Stored data entries
● ● ● ● ● ● ●

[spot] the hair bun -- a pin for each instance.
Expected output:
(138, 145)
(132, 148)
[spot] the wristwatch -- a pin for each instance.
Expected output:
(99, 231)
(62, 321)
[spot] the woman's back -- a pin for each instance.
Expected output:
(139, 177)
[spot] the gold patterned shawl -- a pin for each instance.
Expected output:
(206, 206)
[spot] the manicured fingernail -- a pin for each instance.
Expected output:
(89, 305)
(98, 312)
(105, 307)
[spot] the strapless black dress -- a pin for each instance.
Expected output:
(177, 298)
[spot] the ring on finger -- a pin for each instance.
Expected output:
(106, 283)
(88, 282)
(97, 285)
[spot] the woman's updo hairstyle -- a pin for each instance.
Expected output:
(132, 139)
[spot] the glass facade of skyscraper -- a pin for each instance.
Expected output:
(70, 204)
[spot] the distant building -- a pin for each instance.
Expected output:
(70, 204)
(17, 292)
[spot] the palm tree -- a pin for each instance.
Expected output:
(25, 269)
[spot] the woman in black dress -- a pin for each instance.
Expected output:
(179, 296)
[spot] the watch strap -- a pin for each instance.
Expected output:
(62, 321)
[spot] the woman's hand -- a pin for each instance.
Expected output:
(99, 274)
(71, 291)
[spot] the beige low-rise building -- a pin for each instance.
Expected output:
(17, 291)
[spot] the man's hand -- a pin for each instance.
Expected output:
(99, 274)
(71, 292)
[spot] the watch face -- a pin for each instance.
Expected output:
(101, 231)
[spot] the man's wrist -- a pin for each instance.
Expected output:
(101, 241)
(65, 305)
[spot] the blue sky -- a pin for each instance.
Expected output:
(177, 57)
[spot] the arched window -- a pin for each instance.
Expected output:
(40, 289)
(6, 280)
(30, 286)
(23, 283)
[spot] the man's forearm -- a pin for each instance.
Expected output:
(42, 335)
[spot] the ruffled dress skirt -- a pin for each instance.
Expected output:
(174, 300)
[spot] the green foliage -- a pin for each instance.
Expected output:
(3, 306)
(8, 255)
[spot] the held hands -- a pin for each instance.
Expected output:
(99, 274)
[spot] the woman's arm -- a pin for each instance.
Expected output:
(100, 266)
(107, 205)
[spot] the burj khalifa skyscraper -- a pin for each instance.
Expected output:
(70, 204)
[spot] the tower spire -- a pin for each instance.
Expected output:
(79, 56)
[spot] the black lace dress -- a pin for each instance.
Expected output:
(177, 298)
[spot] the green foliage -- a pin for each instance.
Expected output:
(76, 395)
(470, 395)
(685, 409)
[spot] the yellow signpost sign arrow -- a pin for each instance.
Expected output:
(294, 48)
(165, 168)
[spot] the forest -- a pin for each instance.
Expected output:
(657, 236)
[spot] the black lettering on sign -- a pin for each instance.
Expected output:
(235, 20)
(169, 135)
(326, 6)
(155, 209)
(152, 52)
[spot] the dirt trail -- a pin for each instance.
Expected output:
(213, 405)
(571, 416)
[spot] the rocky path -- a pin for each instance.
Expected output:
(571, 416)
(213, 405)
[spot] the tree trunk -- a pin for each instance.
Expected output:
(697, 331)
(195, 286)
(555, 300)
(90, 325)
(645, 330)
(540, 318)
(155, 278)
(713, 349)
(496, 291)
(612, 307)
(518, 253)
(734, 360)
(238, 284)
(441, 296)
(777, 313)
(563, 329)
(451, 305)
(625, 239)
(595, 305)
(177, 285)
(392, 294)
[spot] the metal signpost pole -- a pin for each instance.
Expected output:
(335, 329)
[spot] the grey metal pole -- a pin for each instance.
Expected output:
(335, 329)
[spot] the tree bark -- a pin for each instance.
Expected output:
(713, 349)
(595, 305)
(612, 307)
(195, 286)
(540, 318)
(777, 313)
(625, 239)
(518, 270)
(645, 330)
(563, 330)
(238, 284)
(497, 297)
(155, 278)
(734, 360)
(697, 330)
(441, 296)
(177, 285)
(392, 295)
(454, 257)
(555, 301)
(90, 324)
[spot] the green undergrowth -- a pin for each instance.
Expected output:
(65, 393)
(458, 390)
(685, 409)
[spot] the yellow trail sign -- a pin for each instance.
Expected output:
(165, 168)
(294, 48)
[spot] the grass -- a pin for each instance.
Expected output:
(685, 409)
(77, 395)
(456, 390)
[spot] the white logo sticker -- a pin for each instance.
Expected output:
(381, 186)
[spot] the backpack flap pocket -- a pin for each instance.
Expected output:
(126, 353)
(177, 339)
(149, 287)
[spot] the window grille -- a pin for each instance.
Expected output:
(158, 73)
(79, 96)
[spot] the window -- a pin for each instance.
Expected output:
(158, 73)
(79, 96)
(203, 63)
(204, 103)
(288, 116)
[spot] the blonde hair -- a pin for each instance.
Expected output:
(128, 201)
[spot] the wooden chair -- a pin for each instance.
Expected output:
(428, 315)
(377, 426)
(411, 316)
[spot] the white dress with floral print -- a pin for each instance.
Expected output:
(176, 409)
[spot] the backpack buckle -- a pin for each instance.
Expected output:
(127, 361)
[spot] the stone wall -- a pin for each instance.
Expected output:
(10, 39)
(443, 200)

● ● ● ● ● ● ●

# TASK INSTRUCTIONS
Your job is to write out the data exactly as it stands.

# TASK SOLUTION
[spot] the hair bun -- a pin for each instance.
Expected output:
(138, 145)
(132, 148)
[spot] the wristwatch -- a pin for each instance.
Expected output:
(99, 231)
(62, 321)
[spot] the woman's back -- a pin for each instance.
Expected output:
(139, 177)
[spot] the gold patterned shawl -- a pin for each instance.
Expected output:
(206, 206)
[spot] the manicured fingernail -- a pin for each instance.
Expected output:
(89, 305)
(98, 312)
(105, 307)
[spot] the strapless black dress -- a pin for each instance.
Expected output:
(177, 298)
[spot] the ring on finger -- a pin for each instance.
Expected output:
(106, 283)
(88, 282)
(97, 285)
[spot] the woman's updo hairstyle -- a pin for each instance.
Expected output:
(132, 139)
[spot] the glass facade of skyscraper -- a pin for each instance.
Expected output:
(70, 204)
[spot] the distant building -- a pin for each instance.
Expected output:
(70, 204)
(17, 292)
[spot] the palm tree -- a pin for each instance.
Expected output:
(25, 269)
[spot] the woman in black dress -- a pin for each instance.
Expected output:
(179, 296)
[spot] the watch strap -- a pin for each instance.
Expected output:
(62, 321)
[spot] the woman's hand -- a pin for each instance.
Expected output:
(99, 274)
(71, 291)
[spot] the beige low-rise building -- a pin for each instance.
Expected output:
(17, 291)
[spot] the man's hand -- a pin for each instance.
Expected output:
(99, 274)
(71, 292)
[spot] the watch face -- a pin for each instance.
Expected output:
(101, 231)
[spot] the man's wrist -- a pin for each instance.
Expected output:
(101, 241)
(65, 305)
[spot] the blue sky -- a pin for each instance.
Expected output:
(177, 57)
[spot] the arched window -- a pin for each instance.
Expected output:
(40, 289)
(6, 280)
(30, 286)
(23, 283)
[spot] the man's forearm -- a pin for each instance.
Expected output:
(42, 335)
[spot] the ruffled dress skirt -- a pin for each instance.
Expected output:
(174, 300)
[spot] the green foliage -- a pin for each instance.
Expected output:
(3, 306)
(8, 255)
[spot] the held hands -- a pin for each instance.
Expected output:
(99, 274)
[spot] the woman's arm -- a pin for each instance.
Expected output:
(100, 266)
(107, 205)
[spot] the burj khalifa skyscraper -- a pin for each instance.
Expected output:
(70, 204)
[spot] the tower spire -- a pin for each instance.
Expected output:
(79, 56)
[spot] the black lace dress -- a pin for each instance.
Expected output:
(177, 298)
[spot] the green foliage -- a pin for each instance.
Expected output:
(76, 395)
(470, 395)
(685, 409)
[spot] the yellow signpost sign arrow -- a pin for each instance.
Expected output:
(294, 48)
(165, 168)
[spot] the forest -- a pin for each instance.
Expected output:
(657, 236)
[spot] the black lettering on sign -- a pin for each instance.
Expected output:
(235, 20)
(169, 135)
(326, 6)
(155, 209)
(152, 52)
[spot] the dirt trail -- a pin for each instance.
Expected output:
(213, 405)
(571, 416)
[spot] the rocky path -- a pin for each instance.
Expected output:
(571, 416)
(213, 405)
[spot] the tree trunk -- a pin for each instance.
Expected output:
(697, 331)
(195, 286)
(555, 300)
(90, 325)
(645, 330)
(540, 318)
(155, 278)
(713, 349)
(496, 291)
(612, 307)
(518, 253)
(734, 360)
(238, 284)
(441, 296)
(777, 313)
(563, 329)
(451, 305)
(625, 239)
(595, 305)
(177, 285)
(392, 294)
[spot] the metal signpost pole -- a pin for each instance.
Expected output:
(335, 329)
[spot] the grey metal pole -- a pin for each instance.
Expected output:
(335, 329)
[spot] the tree bark -- a pin for each instance.
Expected output:
(713, 349)
(595, 305)
(612, 307)
(195, 286)
(540, 318)
(777, 313)
(625, 239)
(518, 270)
(645, 330)
(563, 330)
(238, 284)
(497, 297)
(155, 278)
(734, 360)
(697, 330)
(441, 296)
(177, 285)
(392, 295)
(454, 257)
(555, 301)
(90, 324)
[spot] the green undergrowth -- a pin for each instance.
Expected output:
(65, 393)
(458, 390)
(685, 409)
[spot] the yellow trail sign -- a pin for each instance.
Expected output:
(165, 168)
(294, 48)
[spot] the grass -- a pin for each instance.
Expected output:
(685, 409)
(77, 395)
(456, 390)
[spot] the white logo sticker -- a pin for each instance.
Expected output:
(381, 186)
[spot] the backpack flap pocket -- a pin for each instance.
Expected output:
(126, 353)
(177, 339)
(149, 287)
[spot] the window grille -- a pin for each instance.
Expected output:
(158, 73)
(79, 96)
[spot] the window -- a pin for each instance.
Expected output:
(158, 73)
(79, 96)
(203, 63)
(204, 103)
(288, 116)
[spot] the blonde hair -- a pin for each instance.
Expected output:
(128, 201)
[spot] the wooden chair -- a pin for each instance.
Expected output:
(428, 315)
(377, 426)
(411, 316)
[spot] the white dress with floral print -- a pin for each instance.
Expected output:
(176, 409)
[spot] the backpack buckle -- a pin for each instance.
Expected output:
(127, 361)
[spot] the stone wall -- a pin for each instance.
Expected output:
(10, 39)
(443, 200)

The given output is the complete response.